** start **

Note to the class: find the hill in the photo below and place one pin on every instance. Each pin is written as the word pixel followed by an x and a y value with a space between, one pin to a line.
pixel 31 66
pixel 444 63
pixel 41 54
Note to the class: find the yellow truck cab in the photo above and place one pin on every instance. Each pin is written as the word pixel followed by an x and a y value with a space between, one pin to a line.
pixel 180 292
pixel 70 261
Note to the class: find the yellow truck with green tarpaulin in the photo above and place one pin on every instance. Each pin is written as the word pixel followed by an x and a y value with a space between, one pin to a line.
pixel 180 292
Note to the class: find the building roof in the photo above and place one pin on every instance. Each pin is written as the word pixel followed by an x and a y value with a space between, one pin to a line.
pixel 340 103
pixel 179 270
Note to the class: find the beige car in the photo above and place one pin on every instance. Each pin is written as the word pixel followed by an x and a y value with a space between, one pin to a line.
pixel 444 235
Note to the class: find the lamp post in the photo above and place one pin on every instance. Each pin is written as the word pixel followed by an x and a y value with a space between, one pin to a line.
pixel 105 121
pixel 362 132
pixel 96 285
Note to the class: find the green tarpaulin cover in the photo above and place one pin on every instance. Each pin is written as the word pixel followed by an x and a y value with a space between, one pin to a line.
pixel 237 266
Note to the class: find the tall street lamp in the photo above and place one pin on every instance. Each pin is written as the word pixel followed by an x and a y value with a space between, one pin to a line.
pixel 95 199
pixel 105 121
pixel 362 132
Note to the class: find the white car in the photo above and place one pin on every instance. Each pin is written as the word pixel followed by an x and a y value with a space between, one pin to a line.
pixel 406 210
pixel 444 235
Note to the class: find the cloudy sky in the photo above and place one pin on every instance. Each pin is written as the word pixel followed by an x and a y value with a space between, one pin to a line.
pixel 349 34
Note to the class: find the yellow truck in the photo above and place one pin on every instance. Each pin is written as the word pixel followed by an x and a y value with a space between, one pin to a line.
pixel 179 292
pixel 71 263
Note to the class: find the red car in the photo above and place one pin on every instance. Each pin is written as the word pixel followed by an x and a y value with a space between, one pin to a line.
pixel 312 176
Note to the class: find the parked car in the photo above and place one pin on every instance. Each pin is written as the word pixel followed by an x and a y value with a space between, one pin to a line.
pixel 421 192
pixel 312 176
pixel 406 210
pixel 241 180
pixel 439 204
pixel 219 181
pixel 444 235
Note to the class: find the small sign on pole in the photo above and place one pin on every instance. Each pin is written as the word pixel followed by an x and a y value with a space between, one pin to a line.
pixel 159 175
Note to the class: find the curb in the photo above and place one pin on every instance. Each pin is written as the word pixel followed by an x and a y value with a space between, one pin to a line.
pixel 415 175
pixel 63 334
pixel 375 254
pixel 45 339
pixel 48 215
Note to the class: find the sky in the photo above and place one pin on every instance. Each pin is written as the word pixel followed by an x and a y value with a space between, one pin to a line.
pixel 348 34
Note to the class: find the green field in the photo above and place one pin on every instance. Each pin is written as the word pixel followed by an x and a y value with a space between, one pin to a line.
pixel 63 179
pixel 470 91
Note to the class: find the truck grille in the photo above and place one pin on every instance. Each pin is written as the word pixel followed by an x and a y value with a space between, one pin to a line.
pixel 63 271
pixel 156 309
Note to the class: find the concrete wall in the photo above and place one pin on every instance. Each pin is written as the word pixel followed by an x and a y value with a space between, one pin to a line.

** end **

=== THE PROBLEM ===
Format all of the records above as a JSON list of strings, one string per line, and leave out any blank lines.

=== ANSWER ===
[
  "Note to the class: find the hill in the photo below and place one pin on every instance. Each pin is written as the word pixel followed by an x and a y value with a space between, one pin to a line.",
  "pixel 31 66",
  "pixel 444 63",
  "pixel 41 54",
  "Note to the class: find the yellow truck cab in the photo above and place one pin on every instance. Each pin is written as the word pixel followed by an x and a y value with a space between, one pin to a line.",
  "pixel 180 292",
  "pixel 70 261",
  "Note to the class: find the yellow truck with green tarpaulin in the photo above and place one pin on every instance. Each pin is written as the word pixel followed by an x and a y value with a space between, one pin to a line.",
  "pixel 180 292",
  "Note to the class: find the building roof in the photo above and place one pin on every instance. Each pin is written as the word pixel followed by an x and a y value with a space between, one pin to a line.",
  "pixel 340 103",
  "pixel 179 270",
  "Note to the class: find the beige car in the photo above and place one pin on every instance. Each pin is written as the word pixel followed by an x and a y value with a space between, one pin to a line.",
  "pixel 444 235",
  "Note to the class: find the lamp post in the photo above and place one pin on every instance. Each pin is written as the word pixel followed by an x and a y value with a space between, one pin to a line.",
  "pixel 105 121",
  "pixel 362 132",
  "pixel 96 285",
  "Note to the class: find the green tarpaulin cover in the photo above and place one pin on every instance. Each pin is written as the word pixel followed by an x and a y value with a space between, one pin to a line.",
  "pixel 237 266",
  "Note to the class: find the tall street lamp in the photo above and place one pin on every instance. Each pin is written as the word pixel followed by an x and a y value with a space between, one pin to a line.",
  "pixel 95 199",
  "pixel 105 121",
  "pixel 362 132",
  "Note to the class: find the white car in the photo above and place one pin on every instance. Each pin is written as the word pixel followed by an x and a y value with a space between, one pin to a line.",
  "pixel 406 210",
  "pixel 444 235",
  "Note to the class: find the cloudy sky in the photo above and place one pin on every instance. Each pin is written as the word pixel followed by an x and a y value with a space between, one pin to a line.",
  "pixel 349 34",
  "Note to the class: find the yellow truck in the photo above and place one pin on every instance. Each pin is written as the word pixel followed by an x and a y value with a space between, one pin to a line.",
  "pixel 179 292",
  "pixel 71 263",
  "Note to the class: find the red car in the photo above and place one pin on every instance. Each pin is written as the word pixel followed by an x and a y value with a space between, one pin to a line.",
  "pixel 312 176",
  "Note to the class: find the parked car in the photo above and place one pin on every instance. Each pin is written as the word pixel followed by an x and a y value with a space between, one pin to a line.",
  "pixel 421 192",
  "pixel 312 176",
  "pixel 406 210",
  "pixel 241 180",
  "pixel 439 204",
  "pixel 219 181",
  "pixel 444 235",
  "Note to the class: find the small sign on pole in the photo above and place one pin on every instance. Each pin is written as the word pixel followed by an x and a y value with a space between, one pin to a line.",
  "pixel 159 175",
  "Note to the class: find the curb in the photo above and place one pin on every instance. Each pin is written as the word pixel followed by an x and a y value with a space between, one pin to a line.",
  "pixel 415 175",
  "pixel 63 334",
  "pixel 375 254",
  "pixel 45 339",
  "pixel 48 215",
  "Note to the class: find the sky in the photo above and place one pin on every instance. Each pin is written as the word pixel followed by an x and a y value with a space between, one pin to a line.",
  "pixel 348 34",
  "Note to the class: find the green field in the photo above and place one pin on every instance. Each pin is written as the word pixel followed by an x and a y value with a space between, one pin to a line.",
  "pixel 63 179",
  "pixel 470 91",
  "Note to the class: find the truck grille in the photo above and place one pin on every instance. Each pin is written as the word pixel followed by an x and a y value with a space between, one pin to a line.",
  "pixel 63 271",
  "pixel 156 309",
  "Note to the class: find the concrete wall in the photo above and place one pin on every instance. Each pin is written as the word pixel followed by an x and a y value with a space between, one pin to a line."
]